■ Excerpted text
# # # # # # #

The British Christmas Tree Growers Association (BCTGA) estimates that six million real Christmas trees are sold in the UK each year, so make sure the tree you are choosing is sustainable and eco-friendly.

Where possible, ‘buy direct from the grower,’ says Nick Hendy, manager at Langford Lakes Christmas tree farm. ‘Go to the farm and see where the trees come from. Many growers make the process a real festive experience, with mince pies and mulled wine, and in some cases, you’ll even choose your tree before it comes out of the ground.’

Unfortunately, if you buy a Christmas tree from a seller rather than a grower, there is no way to guarantee that the tree you are buying is eco-friendly. Check it comes from a member of the BCTGA to guarantee it is British grown. An imported tree will have been out of the ground for longer, so will probably begin to drop its needles earlier. It will also have likely travelled from Scandinavia, increasing its carbon footprint.

# # # # # # #

■ Material to process
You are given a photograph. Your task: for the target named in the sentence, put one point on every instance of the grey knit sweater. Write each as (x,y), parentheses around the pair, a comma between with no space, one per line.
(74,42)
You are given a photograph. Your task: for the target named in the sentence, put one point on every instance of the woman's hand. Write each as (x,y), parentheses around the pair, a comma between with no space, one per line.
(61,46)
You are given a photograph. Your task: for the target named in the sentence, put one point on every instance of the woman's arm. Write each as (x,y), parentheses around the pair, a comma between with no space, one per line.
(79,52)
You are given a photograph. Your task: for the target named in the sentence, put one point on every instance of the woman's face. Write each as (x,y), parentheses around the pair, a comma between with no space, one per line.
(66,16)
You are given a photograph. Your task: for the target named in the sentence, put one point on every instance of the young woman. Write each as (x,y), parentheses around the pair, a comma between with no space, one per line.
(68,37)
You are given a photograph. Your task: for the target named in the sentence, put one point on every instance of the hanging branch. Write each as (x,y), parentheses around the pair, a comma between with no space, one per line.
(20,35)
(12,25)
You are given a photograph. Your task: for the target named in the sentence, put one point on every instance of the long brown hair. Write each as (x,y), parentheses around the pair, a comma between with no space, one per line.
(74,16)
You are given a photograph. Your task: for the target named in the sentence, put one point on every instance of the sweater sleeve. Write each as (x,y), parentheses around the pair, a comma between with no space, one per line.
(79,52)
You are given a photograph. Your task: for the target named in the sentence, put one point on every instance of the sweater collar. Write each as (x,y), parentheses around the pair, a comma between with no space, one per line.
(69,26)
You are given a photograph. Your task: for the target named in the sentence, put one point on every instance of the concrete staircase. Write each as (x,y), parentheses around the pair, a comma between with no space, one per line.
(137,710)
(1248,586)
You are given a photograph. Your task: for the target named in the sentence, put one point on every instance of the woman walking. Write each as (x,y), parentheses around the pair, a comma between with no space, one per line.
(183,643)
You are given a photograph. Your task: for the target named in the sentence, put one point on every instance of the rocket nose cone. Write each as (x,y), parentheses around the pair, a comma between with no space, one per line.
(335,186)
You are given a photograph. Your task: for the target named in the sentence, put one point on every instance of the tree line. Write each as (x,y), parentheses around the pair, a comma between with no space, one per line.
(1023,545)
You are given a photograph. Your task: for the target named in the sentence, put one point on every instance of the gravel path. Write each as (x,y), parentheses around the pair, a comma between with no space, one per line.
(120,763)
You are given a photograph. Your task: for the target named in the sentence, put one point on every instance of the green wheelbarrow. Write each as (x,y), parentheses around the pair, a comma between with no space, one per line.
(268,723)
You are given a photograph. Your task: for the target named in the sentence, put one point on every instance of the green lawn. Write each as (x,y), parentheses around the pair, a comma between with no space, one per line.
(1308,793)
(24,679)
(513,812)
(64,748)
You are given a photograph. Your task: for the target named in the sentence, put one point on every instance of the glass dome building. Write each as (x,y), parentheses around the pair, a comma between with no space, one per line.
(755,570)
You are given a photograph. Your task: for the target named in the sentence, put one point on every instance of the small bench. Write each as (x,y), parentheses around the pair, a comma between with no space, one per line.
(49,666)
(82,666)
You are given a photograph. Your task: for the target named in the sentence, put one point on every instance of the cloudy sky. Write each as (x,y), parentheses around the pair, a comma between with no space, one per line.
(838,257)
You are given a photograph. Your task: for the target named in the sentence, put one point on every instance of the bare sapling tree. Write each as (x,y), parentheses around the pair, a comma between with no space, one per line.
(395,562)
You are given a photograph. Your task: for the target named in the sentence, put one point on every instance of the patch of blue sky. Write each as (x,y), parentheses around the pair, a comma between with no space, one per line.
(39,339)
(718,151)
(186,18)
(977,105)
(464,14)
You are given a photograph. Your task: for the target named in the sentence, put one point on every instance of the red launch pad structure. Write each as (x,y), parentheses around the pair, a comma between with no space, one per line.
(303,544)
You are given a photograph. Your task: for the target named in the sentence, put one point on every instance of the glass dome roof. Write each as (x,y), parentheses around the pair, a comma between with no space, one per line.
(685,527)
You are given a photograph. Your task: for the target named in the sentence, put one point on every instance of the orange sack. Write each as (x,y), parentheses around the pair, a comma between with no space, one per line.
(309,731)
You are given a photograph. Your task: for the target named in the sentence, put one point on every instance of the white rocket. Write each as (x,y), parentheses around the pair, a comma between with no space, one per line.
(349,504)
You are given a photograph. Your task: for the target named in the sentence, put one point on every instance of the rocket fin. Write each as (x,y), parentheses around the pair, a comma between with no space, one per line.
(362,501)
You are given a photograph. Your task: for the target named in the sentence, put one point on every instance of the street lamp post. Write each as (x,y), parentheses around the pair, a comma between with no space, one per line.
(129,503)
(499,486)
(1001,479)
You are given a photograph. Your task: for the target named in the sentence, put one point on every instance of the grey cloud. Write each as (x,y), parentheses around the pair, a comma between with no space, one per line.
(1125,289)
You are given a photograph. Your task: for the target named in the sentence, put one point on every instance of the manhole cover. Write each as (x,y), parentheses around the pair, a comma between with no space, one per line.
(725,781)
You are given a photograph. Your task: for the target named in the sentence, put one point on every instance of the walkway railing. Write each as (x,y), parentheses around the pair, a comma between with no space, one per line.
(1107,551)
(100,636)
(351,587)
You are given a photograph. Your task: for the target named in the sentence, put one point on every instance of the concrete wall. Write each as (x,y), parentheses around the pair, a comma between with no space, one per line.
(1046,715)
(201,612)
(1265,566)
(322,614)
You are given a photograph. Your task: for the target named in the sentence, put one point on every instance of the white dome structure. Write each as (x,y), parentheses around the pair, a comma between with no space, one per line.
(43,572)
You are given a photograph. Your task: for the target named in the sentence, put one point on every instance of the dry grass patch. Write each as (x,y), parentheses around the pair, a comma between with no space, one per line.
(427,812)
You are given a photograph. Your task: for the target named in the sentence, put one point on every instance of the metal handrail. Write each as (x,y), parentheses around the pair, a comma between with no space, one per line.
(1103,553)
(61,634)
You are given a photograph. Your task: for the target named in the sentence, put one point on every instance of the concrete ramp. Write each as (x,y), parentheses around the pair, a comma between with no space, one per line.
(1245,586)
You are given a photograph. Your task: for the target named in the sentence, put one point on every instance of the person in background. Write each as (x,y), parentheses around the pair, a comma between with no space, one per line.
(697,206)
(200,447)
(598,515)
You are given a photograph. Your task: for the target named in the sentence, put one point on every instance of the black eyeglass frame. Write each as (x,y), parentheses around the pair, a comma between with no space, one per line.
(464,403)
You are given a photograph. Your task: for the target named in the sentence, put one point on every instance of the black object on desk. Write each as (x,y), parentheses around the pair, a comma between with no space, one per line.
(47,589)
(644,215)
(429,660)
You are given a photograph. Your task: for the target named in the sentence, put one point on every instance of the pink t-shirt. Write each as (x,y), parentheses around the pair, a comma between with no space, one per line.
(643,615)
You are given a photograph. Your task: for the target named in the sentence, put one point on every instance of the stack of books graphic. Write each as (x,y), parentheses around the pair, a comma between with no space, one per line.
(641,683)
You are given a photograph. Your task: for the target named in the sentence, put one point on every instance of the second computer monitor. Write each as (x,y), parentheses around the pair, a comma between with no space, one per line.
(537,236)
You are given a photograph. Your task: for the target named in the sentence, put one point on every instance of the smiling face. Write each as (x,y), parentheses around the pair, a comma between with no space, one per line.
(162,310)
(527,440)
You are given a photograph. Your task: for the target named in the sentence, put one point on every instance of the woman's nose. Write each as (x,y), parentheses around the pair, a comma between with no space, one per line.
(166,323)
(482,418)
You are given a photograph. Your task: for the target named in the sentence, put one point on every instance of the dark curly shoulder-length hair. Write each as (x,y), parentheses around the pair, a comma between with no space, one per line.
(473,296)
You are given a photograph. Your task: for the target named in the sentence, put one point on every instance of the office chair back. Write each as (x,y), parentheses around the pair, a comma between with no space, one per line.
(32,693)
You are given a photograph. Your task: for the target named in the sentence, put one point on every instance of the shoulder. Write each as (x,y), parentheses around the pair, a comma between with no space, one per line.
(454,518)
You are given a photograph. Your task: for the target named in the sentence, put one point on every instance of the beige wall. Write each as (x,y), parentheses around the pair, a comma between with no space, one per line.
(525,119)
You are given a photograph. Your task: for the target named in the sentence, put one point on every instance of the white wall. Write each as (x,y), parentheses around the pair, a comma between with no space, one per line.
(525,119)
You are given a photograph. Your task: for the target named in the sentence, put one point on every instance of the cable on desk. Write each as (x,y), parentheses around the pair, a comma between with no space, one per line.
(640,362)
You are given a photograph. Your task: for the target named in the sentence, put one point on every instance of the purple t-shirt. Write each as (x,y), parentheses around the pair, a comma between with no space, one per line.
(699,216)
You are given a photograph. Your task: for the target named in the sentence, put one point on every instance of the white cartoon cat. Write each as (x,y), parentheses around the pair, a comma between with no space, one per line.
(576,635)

# # # # # # #

■ What to work on
(A) Report each line of the rows that contains the word "black".
(B) Continue the Christmas tree passage, starting right after its final sentence.

■ Per-task outputs
(A)
You are given a photograph. Your task: for the target named in the sentence, put one point on every instance of the black eyeglass frame. Write each as (x,y), parentheses around the pair, a comma between with no space, one per line.
You are given a photograph. Your task: for the target named in the sentence, put one point on every instance of the black object on desk. Write each as (x,y), parentheses around the pair, a comma between with no space, one per line.

(B)
How to test if your Christmas tree is fresh

  • A fresh tree will have a healthy, shiny green appearance, with needles that are flexible and do not fall easily. Check this by dropping it lightly on its stump; evergreens lose needles all year, but if it drops more than a few, it is not fresh.
  • Compare the weight of similar-sized trees on sale: fresh, good-quality trees will normally be heavier.
  • Avoid pre-wrapped stock as you cannot properly assess the shape, width or quality, and measure exactly the ceiling height of the room where the tree will be placed – there may be an allowance of up to 15cm on the measurement shown on the tag. Factor in, too, the dimensions of the stand, which will add to the overall height.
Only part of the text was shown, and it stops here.